任务要求: 请根据下面的选文回答：2022年版电影删掉了哪个情节？

选文:
+++
比如小说里保罗在经历刀山血海和战壕污水的恶臭之后休假回家,发现家乡人和亲人依然被帝国政府的宣传所麻痹,对真相一无所知,对德国的正义性和必然胜利坚信不疑。

保罗感到与大家无话可说,干脆放弃了假期,提前回到前线。只有在前线与他一同经历过生死考验的战友才能理解他。一派和平气氛的家乡对他来说已经仿佛是另一个星球,与麻木不仁的亲人形同陌路。

前线士兵已经觉醒,但在军国主义宣传洗脑下的后方群众仍然如同僵尸。

保罗的休假是一个很好的情节,让读者透过纸背感受到他的愤怒、无助、孤独与绝望。不知道出于何种考虑,2022年版电影删掉了这个情节。
+++
条目摘录:
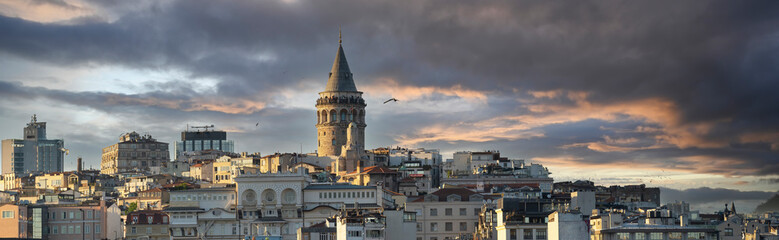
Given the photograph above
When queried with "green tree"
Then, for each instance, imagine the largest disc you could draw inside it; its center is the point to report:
(131, 208)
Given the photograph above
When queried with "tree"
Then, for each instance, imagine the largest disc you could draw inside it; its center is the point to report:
(131, 208)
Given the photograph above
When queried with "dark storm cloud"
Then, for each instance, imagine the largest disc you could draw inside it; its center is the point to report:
(715, 61)
(706, 195)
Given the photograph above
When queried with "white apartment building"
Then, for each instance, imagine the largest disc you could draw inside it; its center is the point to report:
(203, 213)
(448, 213)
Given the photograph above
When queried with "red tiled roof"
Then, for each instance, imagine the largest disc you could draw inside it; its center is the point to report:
(393, 193)
(443, 193)
(374, 170)
(408, 179)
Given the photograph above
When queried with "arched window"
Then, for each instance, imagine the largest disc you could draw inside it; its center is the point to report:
(269, 196)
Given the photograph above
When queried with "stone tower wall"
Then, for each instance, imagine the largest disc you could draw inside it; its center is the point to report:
(329, 129)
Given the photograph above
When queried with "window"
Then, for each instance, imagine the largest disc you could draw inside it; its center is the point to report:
(540, 233)
(696, 235)
(623, 236)
(656, 236)
(675, 236)
(528, 234)
(640, 236)
(354, 233)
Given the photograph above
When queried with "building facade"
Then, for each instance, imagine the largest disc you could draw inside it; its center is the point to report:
(134, 153)
(337, 106)
(195, 141)
(147, 225)
(34, 153)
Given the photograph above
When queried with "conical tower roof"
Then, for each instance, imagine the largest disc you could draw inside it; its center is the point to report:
(340, 76)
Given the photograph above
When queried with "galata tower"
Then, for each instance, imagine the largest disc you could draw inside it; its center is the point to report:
(338, 105)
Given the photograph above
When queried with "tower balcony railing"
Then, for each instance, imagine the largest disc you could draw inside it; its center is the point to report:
(343, 99)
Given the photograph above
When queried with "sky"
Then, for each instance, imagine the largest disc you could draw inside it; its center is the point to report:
(679, 95)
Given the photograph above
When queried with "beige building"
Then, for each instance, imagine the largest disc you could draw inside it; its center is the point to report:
(14, 221)
(223, 170)
(202, 171)
(152, 225)
(448, 213)
(372, 176)
(53, 181)
(134, 153)
(338, 105)
(88, 220)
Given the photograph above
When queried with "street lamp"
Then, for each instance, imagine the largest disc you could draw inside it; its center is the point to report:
(82, 223)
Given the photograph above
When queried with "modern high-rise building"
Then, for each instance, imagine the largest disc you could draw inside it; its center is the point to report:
(193, 141)
(34, 153)
(337, 106)
(134, 153)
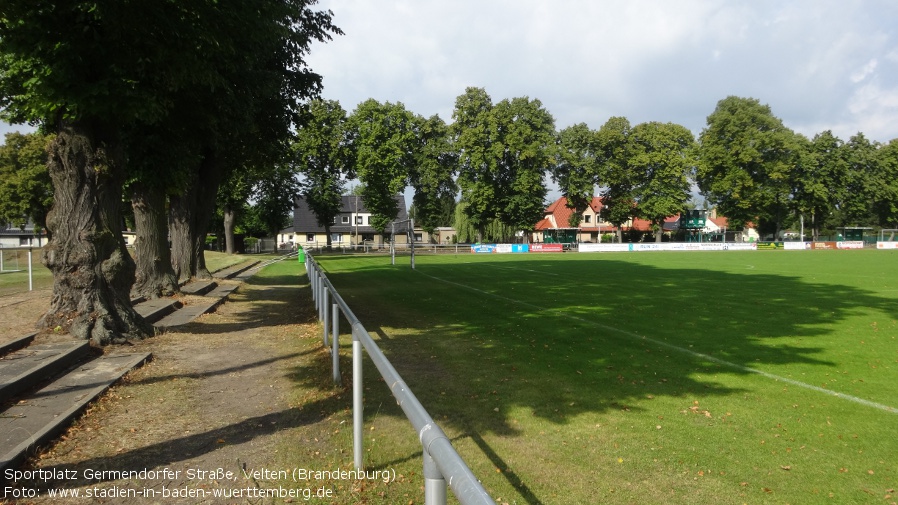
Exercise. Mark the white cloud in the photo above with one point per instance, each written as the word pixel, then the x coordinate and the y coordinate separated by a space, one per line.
pixel 864 72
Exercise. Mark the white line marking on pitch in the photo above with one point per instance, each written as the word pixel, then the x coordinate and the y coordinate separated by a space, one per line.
pixel 719 361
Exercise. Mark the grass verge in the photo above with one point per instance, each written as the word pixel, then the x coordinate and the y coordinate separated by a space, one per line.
pixel 721 377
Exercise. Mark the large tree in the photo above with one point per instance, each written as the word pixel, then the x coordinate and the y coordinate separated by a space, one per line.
pixel 90 71
pixel 576 169
pixel 505 152
pixel 25 188
pixel 432 174
pixel 862 166
pixel 322 154
pixel 385 146
pixel 527 141
pixel 613 145
pixel 817 179
pixel 267 82
pixel 746 155
pixel 885 193
pixel 662 156
pixel 474 136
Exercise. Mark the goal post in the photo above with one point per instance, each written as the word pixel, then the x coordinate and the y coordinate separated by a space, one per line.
pixel 410 233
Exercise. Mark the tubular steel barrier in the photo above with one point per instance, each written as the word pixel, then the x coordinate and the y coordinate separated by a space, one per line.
pixel 441 461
+++
书面回答: 保罗休假回家的情节。